* _Directive_:
Reproduce every one of the entries below word for word, omitting the picture.

:: Dataset entries ::

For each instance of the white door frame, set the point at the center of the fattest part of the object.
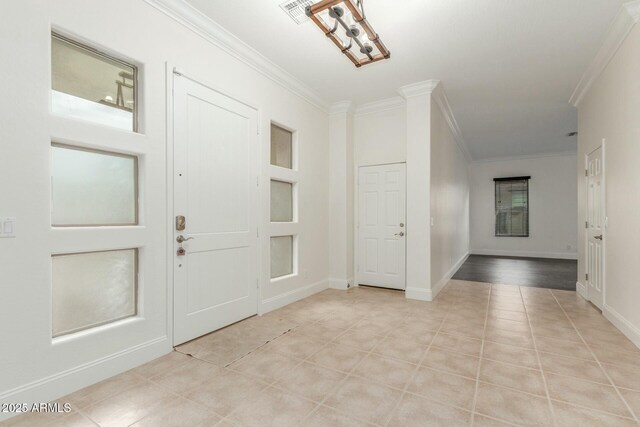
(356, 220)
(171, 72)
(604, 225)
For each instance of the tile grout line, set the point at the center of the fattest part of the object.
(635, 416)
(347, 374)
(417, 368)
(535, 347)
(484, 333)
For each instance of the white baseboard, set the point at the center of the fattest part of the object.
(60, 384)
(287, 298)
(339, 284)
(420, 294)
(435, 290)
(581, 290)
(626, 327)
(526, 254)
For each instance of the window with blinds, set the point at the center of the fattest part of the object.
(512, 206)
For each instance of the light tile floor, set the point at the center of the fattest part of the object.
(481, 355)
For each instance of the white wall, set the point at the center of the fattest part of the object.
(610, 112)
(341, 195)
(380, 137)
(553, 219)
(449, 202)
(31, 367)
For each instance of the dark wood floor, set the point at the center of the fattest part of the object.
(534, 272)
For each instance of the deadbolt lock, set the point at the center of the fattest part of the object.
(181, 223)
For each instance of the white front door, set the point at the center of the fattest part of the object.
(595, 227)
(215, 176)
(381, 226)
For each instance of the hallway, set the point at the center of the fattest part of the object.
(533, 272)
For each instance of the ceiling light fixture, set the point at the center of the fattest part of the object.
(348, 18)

:::

* _Response to the exercise_:
For each instance of the white door frame, set the point at the center of the fattest part of the object.
(356, 220)
(171, 72)
(604, 225)
For each instance of the tile grout line, set the point at the center of the fattest part of the object.
(635, 416)
(347, 374)
(417, 368)
(535, 347)
(484, 333)
For each instance of the white baseboard, set the point at the center of the fattest part of the object.
(60, 384)
(287, 298)
(339, 284)
(420, 294)
(435, 290)
(581, 290)
(626, 327)
(526, 254)
For each instance of the window with blinds, set the point at the center of the fattest part of the object.
(512, 206)
For each instance of the light tile floor, set the point at the center of the fattest part of the object.
(481, 355)
For each instance of the white wall, set the point at the center of the fattest part of the object.
(610, 112)
(341, 195)
(380, 137)
(553, 219)
(449, 202)
(31, 367)
For each instance of the dark wood floor, set the point at the center of the fattest part of the object.
(534, 272)
For each instance of the deadbolt lock, set the point at the center of the fattest part of the object.
(181, 223)
For each instance of the white front door, set the point at the center of the fattest part of the object.
(595, 227)
(215, 176)
(381, 226)
For each instance of the hallway, set the point at the center of the fattest part of the object.
(533, 272)
For each instance of the ceiling light fixture, set the point at the center of the fattest part of the object.
(348, 18)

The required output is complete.